§ **Source text**:
******

# VPN OK from IOS, but not from Mac?



## kirkhayes (Aug 15, 2017)

OK, so I have been trying to setup my Windows computer at home so I can run around with my ios devices and my macbook while i travel.

I created a vpn L2tp on my Synology Nas and I was completely succesfull connecting to my windows computer (running tightvnc) via VPN and RealVnc Viewer from my iphone.

So next I decided to setup the VPN from my macbook. This was also succesful and I can connect to my home network from the mac.

However, when I launch RealVNC on my Mac and try to connect to the Laptop ...same exact configuration as from the iphone....it won't connect. 

It will give me an error stating that perhaps the computer is not configured for remotedesktop connections, etc... But here's the kicker, I can remote to it from local network, just not VPN.

Iphone can connect local and vpn with realvnc
Macbook can connect local, but can not connect via VPN with realvnc

Any ideas?

Thanks,

Kirk


----------



## Markhascole (Mar 22, 2017)

I think it's a problem of your VPN.
You have to use any fast VPN like Express to sort out this issue.


----------



## spunk.funk (May 13, 2010)

REAL VNC is one of the fastest VPN programs for home users and companies as well. 
Here is a check list of things to make sure you get a good connection: https://www.howtogeek.com/214220/HOW-TO-ACCESS-YOUR-MACS-SCREEN-FROM-WINDOWS-AND-VICE-VERSA/


----------

******

§ **Given instruction**: Write out the entire forum thread above about the Mac VPN connection problem, word for word and from beginning to end.

******

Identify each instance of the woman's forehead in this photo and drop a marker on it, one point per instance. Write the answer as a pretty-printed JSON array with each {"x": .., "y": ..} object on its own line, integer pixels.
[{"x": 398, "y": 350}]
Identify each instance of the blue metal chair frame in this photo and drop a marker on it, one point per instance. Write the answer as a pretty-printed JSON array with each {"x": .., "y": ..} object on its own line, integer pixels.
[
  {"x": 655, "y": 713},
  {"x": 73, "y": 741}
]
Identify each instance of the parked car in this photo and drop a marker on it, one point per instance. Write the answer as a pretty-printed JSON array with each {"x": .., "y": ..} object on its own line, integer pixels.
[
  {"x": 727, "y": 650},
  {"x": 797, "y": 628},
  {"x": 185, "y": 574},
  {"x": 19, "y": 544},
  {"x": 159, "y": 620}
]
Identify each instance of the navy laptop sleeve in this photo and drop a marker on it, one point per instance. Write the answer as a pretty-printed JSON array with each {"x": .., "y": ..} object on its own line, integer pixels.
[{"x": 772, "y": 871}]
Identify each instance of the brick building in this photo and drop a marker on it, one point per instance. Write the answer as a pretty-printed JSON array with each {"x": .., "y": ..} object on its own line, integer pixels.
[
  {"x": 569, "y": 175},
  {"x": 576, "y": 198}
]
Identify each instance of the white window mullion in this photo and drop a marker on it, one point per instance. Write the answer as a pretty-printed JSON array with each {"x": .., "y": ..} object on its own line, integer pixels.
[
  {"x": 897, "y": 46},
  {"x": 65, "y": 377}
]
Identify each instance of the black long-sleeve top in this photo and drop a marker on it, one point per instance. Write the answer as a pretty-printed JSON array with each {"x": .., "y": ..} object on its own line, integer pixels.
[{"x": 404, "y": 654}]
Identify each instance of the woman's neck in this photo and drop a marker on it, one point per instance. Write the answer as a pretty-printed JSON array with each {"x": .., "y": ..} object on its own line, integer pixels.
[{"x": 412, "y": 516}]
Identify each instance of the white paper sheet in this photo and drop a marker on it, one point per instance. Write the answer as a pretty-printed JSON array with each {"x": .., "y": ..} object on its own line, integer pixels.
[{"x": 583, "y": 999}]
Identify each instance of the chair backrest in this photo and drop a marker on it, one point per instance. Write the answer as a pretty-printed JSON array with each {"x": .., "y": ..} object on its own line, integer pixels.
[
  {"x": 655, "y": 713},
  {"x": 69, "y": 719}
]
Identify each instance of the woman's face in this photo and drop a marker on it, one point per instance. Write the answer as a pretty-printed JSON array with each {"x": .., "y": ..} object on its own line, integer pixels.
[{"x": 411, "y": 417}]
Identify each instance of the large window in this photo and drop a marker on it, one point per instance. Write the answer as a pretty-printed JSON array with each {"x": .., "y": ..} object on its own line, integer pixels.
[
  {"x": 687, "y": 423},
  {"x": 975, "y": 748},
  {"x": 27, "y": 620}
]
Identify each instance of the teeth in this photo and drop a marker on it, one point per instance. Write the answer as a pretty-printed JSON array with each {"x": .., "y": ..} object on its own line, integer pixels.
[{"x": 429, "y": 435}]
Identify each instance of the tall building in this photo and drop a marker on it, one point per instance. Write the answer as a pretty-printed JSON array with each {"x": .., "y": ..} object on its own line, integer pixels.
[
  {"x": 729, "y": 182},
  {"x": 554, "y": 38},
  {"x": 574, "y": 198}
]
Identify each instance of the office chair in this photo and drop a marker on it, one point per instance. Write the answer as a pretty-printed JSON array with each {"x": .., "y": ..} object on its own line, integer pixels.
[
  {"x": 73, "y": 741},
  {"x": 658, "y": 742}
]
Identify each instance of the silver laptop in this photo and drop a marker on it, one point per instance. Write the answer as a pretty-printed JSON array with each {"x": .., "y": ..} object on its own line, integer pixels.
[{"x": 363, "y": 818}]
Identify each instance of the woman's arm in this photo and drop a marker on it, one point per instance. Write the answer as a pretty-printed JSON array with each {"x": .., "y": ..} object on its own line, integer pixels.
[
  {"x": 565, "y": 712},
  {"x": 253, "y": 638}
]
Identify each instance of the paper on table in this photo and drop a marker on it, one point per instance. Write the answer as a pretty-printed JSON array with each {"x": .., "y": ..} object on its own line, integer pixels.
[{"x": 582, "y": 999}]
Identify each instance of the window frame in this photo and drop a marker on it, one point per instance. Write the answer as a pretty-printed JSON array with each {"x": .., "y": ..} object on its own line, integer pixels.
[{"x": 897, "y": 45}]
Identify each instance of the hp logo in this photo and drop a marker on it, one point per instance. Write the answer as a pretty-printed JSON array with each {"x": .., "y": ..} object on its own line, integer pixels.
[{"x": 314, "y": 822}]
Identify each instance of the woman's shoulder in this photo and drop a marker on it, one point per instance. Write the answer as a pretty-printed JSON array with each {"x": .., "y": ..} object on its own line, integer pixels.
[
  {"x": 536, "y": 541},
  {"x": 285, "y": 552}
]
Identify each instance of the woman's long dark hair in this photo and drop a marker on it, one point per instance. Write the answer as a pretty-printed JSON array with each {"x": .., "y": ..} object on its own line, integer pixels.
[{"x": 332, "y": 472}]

******

§ **Response for this exercise**:
# VPN OK from IOS, but not from Mac?



## kirkhayes (Aug 15, 2017)

OK, so I have been trying to setup my Windows computer at home so I can run around with my ios devices and my macbook while i travel.

I created a vpn L2tp on my Synology Nas and I was completely succesfull connecting to my windows computer (running tightvnc) via VPN and RealVnc Viewer from my iphone.

So next I decided to setup the VPN from my macbook. This was also succesful and I can connect to my home network from the mac.

However, when I launch RealVNC on my Mac and try to connect to the Laptop ...same exact configuration as from the iphone....it won't connect. 

It will give me an error stating that perhaps the computer is not configured for remotedesktop connections, etc... But here's the kicker, I can remote to it from local network, just not VPN.

Iphone can connect local and vpn with realvnc
Macbook can connect local, but can not connect via VPN with realvnc

Any ideas?

Thanks,

Kirk


----------



## Markhascole (Mar 22, 2017)

I think it's a problem of your VPN.
You have to use any fast VPN like Express to sort out this issue.


----------



## spunk.funk (May 13, 2010)

REAL VNC is one of the fastest VPN programs for home users and companies as well. 
Here is a check list of things to make sure you get a good connection: https://www.howtogeek.com/214220/HOW-TO-ACCESS-YOUR-MACS-SCREEN-FROM-WINDOWS-AND-VICE-VERSA/


----------